(Collection entries)

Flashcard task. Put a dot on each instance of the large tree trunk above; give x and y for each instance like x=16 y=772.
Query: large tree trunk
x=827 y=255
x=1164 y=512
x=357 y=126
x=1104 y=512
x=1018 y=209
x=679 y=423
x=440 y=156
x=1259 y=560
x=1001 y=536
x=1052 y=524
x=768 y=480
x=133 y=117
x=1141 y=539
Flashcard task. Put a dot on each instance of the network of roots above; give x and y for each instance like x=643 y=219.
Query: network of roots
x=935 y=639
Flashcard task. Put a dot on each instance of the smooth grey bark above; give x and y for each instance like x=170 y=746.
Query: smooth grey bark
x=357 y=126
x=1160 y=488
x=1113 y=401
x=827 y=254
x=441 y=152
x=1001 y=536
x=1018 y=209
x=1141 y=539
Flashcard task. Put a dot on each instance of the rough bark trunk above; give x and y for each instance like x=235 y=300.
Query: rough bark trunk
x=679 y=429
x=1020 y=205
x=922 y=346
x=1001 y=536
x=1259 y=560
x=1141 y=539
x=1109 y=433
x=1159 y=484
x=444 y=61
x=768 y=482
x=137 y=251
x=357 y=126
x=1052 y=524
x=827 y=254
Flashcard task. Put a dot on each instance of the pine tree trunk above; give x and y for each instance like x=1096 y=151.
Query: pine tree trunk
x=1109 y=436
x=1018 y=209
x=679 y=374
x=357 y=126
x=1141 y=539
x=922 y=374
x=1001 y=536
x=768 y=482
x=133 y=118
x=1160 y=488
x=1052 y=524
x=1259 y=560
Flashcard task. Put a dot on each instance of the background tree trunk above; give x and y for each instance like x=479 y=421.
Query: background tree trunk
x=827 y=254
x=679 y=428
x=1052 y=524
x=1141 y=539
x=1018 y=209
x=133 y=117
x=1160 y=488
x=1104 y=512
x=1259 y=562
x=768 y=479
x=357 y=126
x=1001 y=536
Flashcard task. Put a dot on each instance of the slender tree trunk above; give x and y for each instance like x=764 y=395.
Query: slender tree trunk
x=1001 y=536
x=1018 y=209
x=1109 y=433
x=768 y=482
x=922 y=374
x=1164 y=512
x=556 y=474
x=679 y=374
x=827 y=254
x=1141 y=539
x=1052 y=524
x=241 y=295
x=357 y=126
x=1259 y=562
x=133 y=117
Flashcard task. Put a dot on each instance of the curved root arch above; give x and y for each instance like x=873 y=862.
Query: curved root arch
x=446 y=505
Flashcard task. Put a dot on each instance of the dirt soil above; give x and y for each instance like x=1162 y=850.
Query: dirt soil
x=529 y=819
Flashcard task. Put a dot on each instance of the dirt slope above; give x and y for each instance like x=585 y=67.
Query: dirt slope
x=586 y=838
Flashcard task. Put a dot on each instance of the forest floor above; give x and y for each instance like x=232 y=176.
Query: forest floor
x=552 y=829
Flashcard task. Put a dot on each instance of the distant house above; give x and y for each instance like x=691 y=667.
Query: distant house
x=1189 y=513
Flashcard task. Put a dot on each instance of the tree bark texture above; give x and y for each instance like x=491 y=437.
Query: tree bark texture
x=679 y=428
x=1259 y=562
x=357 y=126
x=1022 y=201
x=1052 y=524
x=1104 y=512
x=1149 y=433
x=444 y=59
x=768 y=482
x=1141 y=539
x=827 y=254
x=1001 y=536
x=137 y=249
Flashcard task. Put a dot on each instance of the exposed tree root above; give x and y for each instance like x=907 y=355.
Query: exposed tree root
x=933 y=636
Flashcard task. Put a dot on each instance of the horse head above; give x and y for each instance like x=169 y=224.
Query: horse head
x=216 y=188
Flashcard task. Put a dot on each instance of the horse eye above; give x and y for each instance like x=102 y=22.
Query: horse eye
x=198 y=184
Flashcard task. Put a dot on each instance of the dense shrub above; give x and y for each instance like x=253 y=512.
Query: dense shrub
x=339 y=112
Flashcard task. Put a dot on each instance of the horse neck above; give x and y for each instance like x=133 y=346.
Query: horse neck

▶ _What the exercise asks_: Can you repeat, word for word, everything from the line containing "Flashcard task. Put a dot on each instance of the exposed" down to the line containing "x=216 y=188", including both of those lines?

▶ _Result below_:
Flashcard task. Put a dot on each instance of the exposed tree root above; give x and y for each instance like x=907 y=355.
Query: exposed tree root
x=933 y=636
Flashcard task. Put a dot on each instance of the horse head above; give x and y for each instance like x=169 y=224.
Query: horse head
x=216 y=188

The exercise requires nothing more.